Excerpt |

[START]

Eight years after his death, Clarke is being talked up as one of the great British post-war film-makers. "A poet for all those beasts who pace and measure the limits of their cages," writes David Thomson in his Biographical Dictionary of Cinema. "Definitely the best of all the British new wave," proclaims Harmony Korine, the young American writer-director of the clearly Clarke- influenced Gummo. Lizzie Francke, the director of the Edinburgh Film Festival who has programmed a retrospective of his work, describes him as "the Robert Bresson of British cinema" - on the face of it, an unlikely compliment for a working-class Liverpudlian and diehard Everton fan (his son is the football journalist, Gabriel Clarke) who did most of his work for television.

"Posthumous fame," the critic Hannah Arendt once wrote, "is less arbitrary and often more solid than the other sorts, since it is only seldom bestowed upon mere merchandise." In Clarke's case, Arendt's observation seems particularly apt. His films attracted minimal audiences when they were first shown, but as time passes, their quality becomes increasingly apparent. They will last.

[END]

Raw records |

[START]

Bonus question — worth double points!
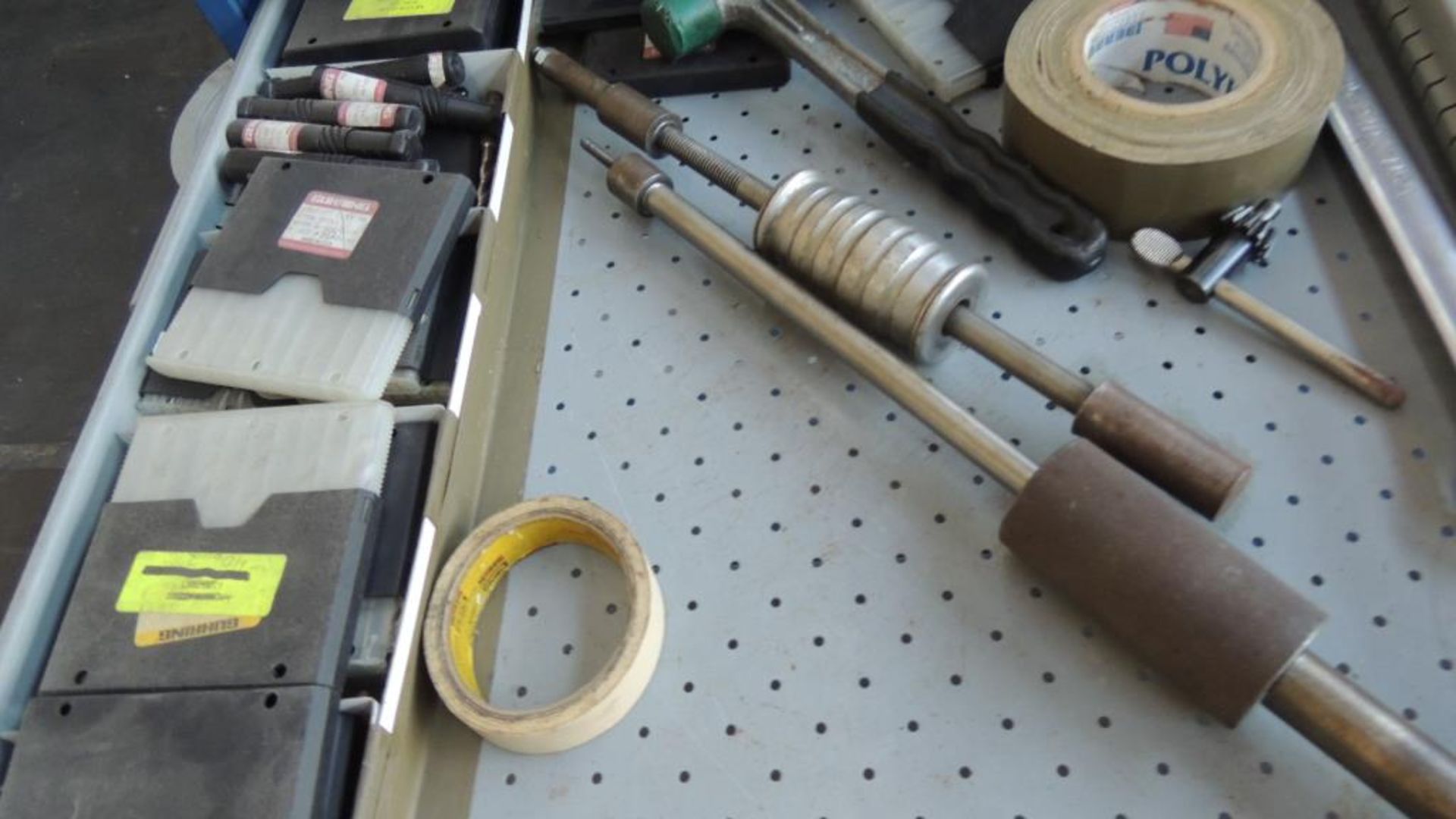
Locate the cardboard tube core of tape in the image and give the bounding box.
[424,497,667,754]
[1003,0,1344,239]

[END]
[START]

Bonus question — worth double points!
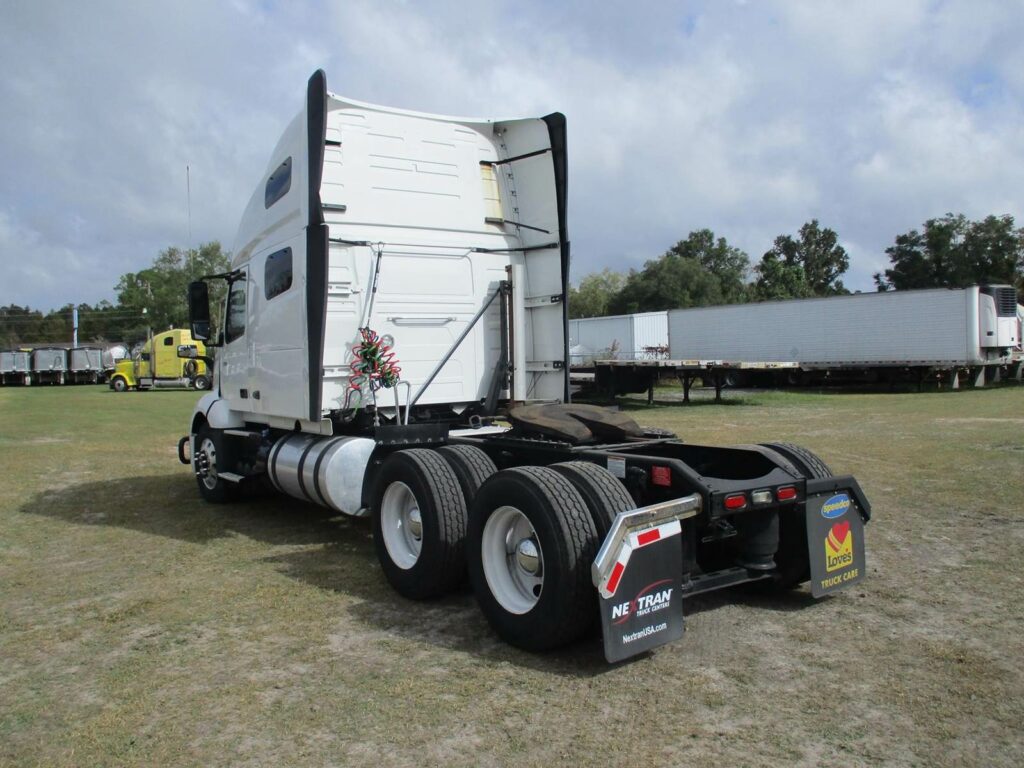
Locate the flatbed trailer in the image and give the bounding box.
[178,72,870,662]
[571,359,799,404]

[END]

Objective A |
Say whether each statement agrees with the Clarke excerpt, answering yes or no and quoting the words of the excerpt that decide it. (i) Harmony Korine directs the Edinburgh Film Festival. (ii) Clarke's films drew small audiences when they were first shown. (iii) Clarke did most of his work for television.
Objective B |
Write out the part of the Clarke excerpt from "Eight years after" to "work for television.".
Objective C |
Answer these questions from the Clarke excerpt.
(i) Which football club did Clarke support?
(ii) Who wrote that posthumous fame is "less arbitrary and often more solid than the other sorts"?
(iii) Which film by Harmony Korine is called clearly Clarke-influenced?

Complete output A |
(i) No: "Lizzie Francke, the director of the Edinburgh Film Festival"
(ii) Yes: "His films attracted minimal audiences when they were first shown"
(iii) Yes: "who did most of his work for television"

Complete output B |
Eight years after his death, Clarke is being talked up as one of the great British post-war film-makers. "A poet for all those beasts who pace and measure the limits of their cages," writes David Thomson in his Biographical Dictionary of Cinema. "Definitely the best of all the British new wave," proclaims Harmony Korine, the young American writer-director of the clearly Clarke- influenced Gummo. Lizzie Francke, the director of the Edinburgh Film Festival who has programmed a retrospective of his work, describes him as "the Robert Bresson of British cinema" - on the face of it, an unlikely compliment for a working-class Liverpudlian and diehard Everton fan (his son is the football journalist, Gabriel Clarke) who did most of his work for television.

Complete output C |
(i) Everton
(ii) Hannah Arendt
(iii) Gummo